Reproduce the material below from the line containing "Can you see the red sandstone gateway" through the end, inclusive, switching each "photo" to "image" and leaving everything else unchanged. Omit the pictures from the output.

(Stored rows):
★ ★ ★ ★

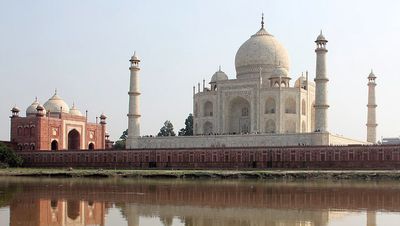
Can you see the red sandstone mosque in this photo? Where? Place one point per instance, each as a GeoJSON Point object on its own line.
{"type": "Point", "coordinates": [56, 126]}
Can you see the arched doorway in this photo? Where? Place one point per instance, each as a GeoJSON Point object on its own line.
{"type": "Point", "coordinates": [270, 126]}
{"type": "Point", "coordinates": [74, 140]}
{"type": "Point", "coordinates": [73, 210]}
{"type": "Point", "coordinates": [239, 116]}
{"type": "Point", "coordinates": [54, 145]}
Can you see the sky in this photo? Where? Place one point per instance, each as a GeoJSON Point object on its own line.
{"type": "Point", "coordinates": [82, 48]}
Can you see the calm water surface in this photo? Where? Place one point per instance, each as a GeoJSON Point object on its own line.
{"type": "Point", "coordinates": [120, 202]}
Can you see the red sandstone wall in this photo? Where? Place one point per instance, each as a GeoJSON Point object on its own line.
{"type": "Point", "coordinates": [37, 132]}
{"type": "Point", "coordinates": [313, 157]}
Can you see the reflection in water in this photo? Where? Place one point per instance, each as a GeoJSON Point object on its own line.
{"type": "Point", "coordinates": [71, 202]}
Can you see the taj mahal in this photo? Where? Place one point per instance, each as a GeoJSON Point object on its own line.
{"type": "Point", "coordinates": [263, 106]}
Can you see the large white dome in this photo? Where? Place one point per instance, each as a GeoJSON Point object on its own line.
{"type": "Point", "coordinates": [260, 50]}
{"type": "Point", "coordinates": [55, 104]}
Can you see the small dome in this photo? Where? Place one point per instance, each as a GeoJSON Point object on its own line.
{"type": "Point", "coordinates": [300, 81]}
{"type": "Point", "coordinates": [260, 50]}
{"type": "Point", "coordinates": [41, 109]}
{"type": "Point", "coordinates": [371, 75]}
{"type": "Point", "coordinates": [15, 109]}
{"type": "Point", "coordinates": [103, 116]}
{"type": "Point", "coordinates": [279, 72]}
{"type": "Point", "coordinates": [31, 110]}
{"type": "Point", "coordinates": [219, 76]}
{"type": "Point", "coordinates": [321, 37]}
{"type": "Point", "coordinates": [75, 111]}
{"type": "Point", "coordinates": [134, 57]}
{"type": "Point", "coordinates": [55, 104]}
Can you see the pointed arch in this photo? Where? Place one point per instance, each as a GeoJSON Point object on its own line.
{"type": "Point", "coordinates": [54, 145]}
{"type": "Point", "coordinates": [270, 126]}
{"type": "Point", "coordinates": [208, 109]}
{"type": "Point", "coordinates": [270, 106]}
{"type": "Point", "coordinates": [208, 128]}
{"type": "Point", "coordinates": [239, 116]}
{"type": "Point", "coordinates": [290, 126]}
{"type": "Point", "coordinates": [74, 140]}
{"type": "Point", "coordinates": [290, 106]}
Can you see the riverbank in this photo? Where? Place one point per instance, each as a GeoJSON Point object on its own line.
{"type": "Point", "coordinates": [211, 174]}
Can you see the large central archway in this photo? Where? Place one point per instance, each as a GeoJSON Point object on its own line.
{"type": "Point", "coordinates": [74, 140]}
{"type": "Point", "coordinates": [239, 116]}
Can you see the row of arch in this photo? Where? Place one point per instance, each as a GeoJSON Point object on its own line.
{"type": "Point", "coordinates": [290, 106]}
{"type": "Point", "coordinates": [270, 107]}
{"type": "Point", "coordinates": [74, 142]}
{"type": "Point", "coordinates": [270, 127]}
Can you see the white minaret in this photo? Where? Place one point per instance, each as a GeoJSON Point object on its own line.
{"type": "Point", "coordinates": [371, 117]}
{"type": "Point", "coordinates": [134, 104]}
{"type": "Point", "coordinates": [321, 82]}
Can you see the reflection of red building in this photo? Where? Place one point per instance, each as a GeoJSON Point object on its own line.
{"type": "Point", "coordinates": [44, 212]}
{"type": "Point", "coordinates": [56, 126]}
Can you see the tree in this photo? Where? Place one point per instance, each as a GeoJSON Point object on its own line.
{"type": "Point", "coordinates": [166, 130]}
{"type": "Point", "coordinates": [8, 156]}
{"type": "Point", "coordinates": [120, 144]}
{"type": "Point", "coordinates": [188, 130]}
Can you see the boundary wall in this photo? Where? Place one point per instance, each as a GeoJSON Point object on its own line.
{"type": "Point", "coordinates": [295, 157]}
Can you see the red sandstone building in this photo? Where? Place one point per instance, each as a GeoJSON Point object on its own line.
{"type": "Point", "coordinates": [55, 126]}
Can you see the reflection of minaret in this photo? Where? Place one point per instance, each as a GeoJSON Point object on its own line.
{"type": "Point", "coordinates": [321, 81]}
{"type": "Point", "coordinates": [130, 212]}
{"type": "Point", "coordinates": [371, 117]}
{"type": "Point", "coordinates": [371, 218]}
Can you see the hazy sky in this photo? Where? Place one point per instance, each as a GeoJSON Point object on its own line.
{"type": "Point", "coordinates": [82, 48]}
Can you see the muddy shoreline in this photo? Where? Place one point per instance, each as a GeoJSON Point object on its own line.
{"type": "Point", "coordinates": [206, 174]}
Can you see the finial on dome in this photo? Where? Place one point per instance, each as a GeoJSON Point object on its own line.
{"type": "Point", "coordinates": [262, 20]}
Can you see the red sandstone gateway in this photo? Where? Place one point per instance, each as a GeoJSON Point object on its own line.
{"type": "Point", "coordinates": [55, 126]}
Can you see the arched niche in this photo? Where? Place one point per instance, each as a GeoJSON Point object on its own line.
{"type": "Point", "coordinates": [239, 116]}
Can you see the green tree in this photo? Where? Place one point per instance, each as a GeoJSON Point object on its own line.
{"type": "Point", "coordinates": [120, 144]}
{"type": "Point", "coordinates": [188, 130]}
{"type": "Point", "coordinates": [166, 130]}
{"type": "Point", "coordinates": [9, 157]}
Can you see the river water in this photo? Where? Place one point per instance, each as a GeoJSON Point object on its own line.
{"type": "Point", "coordinates": [161, 202]}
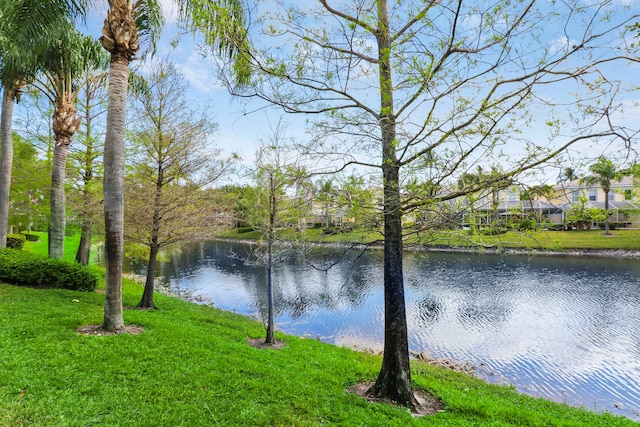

★ ★ ★ ★

(Solution):
Can you see the red sandstone gateway in this image? Where? Place one point per instance, each as a GeoJSON Point object on its own line.
{"type": "Point", "coordinates": [55, 126]}
Can you see the arched niche in this image? Where? Place one point per instance, each as a GeoJSON Point object on its own line.
{"type": "Point", "coordinates": [239, 116]}
Can you see the green tree in this image? Where? Place one point per instance, each as a GeoJSON Point object on its own line.
{"type": "Point", "coordinates": [120, 144]}
{"type": "Point", "coordinates": [188, 130]}
{"type": "Point", "coordinates": [166, 130]}
{"type": "Point", "coordinates": [9, 157]}
Can you see the river water in this image? Where? Place one point per instance, each as a GeoJSON Point object on its own line.
{"type": "Point", "coordinates": [161, 202]}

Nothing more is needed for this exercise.